**STATED PROBLEM 1**
Repeat word for word the passage of the telco core cluster text between "Networking requirements for" and "OLM-managed Operators installed.", inclusive.

**TEXT**
The telco core cluster use model is designed for clusters running on commodity hardware. Telco core clusters support large scale telco applications including control plane functions like signaling, aggregation, session border controller (SBC), and centralized data plane functions such as 5G user plane functions (UPF). Telco core cluster functions require scalability, complex networking support, resilient software-defined storage, and support performance requirements that are less stringent and constrained than far-edge RAN deployments.

Networking requirements for telco core functions vary widely across a range of networking features and performance points. IPv6 is a requirement and dual-stack is common. Some functions need maximum throughput and transaction rate and require support for user-plane DPDK networking. Other functions use typical cloud-native patterns and can rely on OVN-Kubernetes, kernel networking, and load balancing.

Telco core clusters are configured as standard with three control plane and one or more worker nodes configured with the stock (non-RT) kernel. In support of workloads with varying networking and performance requirements, you can segment worker nodes by using MachineConfigPool custom resources (CR), for example, for non-user data plane or high-throughput use cases. In support of required telco operational features, core clusters have a standard set of Day 2 OLM-managed Operators installed.

Figure 3.1. Telco core RDS cluster service-based architecture and networking topology

3.3. Reference design scope
Copy link

The telco core, telco RAN and telco hub reference design specifications (RDS) capture the recommended, tested, and supported configurations to get reliable and repeatable performance for clusters running the telco core and telco RAN profiles.

Each RDS includes the released features and supported configurations that are engineered and validated for clusters to run the individual profiles. The configurations provide a baseline OpenShift Container Platform installation that meets feature and KPI targets. Each RDS also describes expected variations for each individual configuration. Validation of each RDS includes many long duration and at-scale tests.

Note

The validated reference configurations are updated for each major Y-stream release of OpenShift Container Platform. Z-stream patch releases are periodically re-tested against the reference configurations.

3.4. Deviations from the reference design
Copy link

Deviating from the validated telco core, telco RAN DU, and telco hub reference design specifications (RDS) can have significant impact beyond the specific component or feature that you change. Deviations require analysis and engineering in the context of the complete solution.

**MATERIAL**
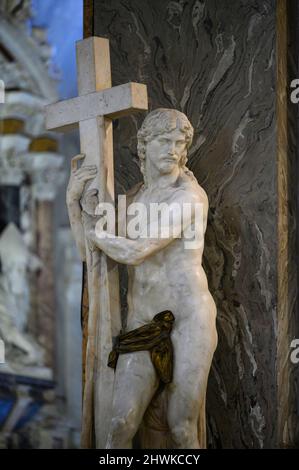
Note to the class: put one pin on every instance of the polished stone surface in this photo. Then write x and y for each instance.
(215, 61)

---

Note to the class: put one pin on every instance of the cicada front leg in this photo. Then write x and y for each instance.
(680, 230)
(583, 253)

**STATED PROBLEM 2**
Gather every line of the rows that contains the word "instance", matching case exactly.

**EXERCISE SOLUTION 1**
Networking requirements for telco core functions vary widely across a range of networking features and performance points. IPv6 is a requirement and dual-stack is common. Some functions need maximum throughput and transaction rate and require support for user-plane DPDK networking. Other functions use typical cloud-native patterns and can rely on OVN-Kubernetes, kernel networking, and load balancing.

Telco core clusters are configured as standard with three control plane and one or more worker nodes configured with the stock (non-RT) kernel. In support of workloads with varying networking and performance requirements, you can segment worker nodes by using MachineConfigPool custom resources (CR), for example, for non-user data plane or high-throughput use cases. In support of required telco operational features, core clusters have a standard set of Day 2 OLM-managed Operators installed.

**EXERCISE SOLUTION 2**
Note to the class: put one pin on every instance of the polished stone surface in this photo. Then write x and y for each instance.
Note to the class: put one pin on every instance of the cicada front leg in this photo. Then write x and y for each instance.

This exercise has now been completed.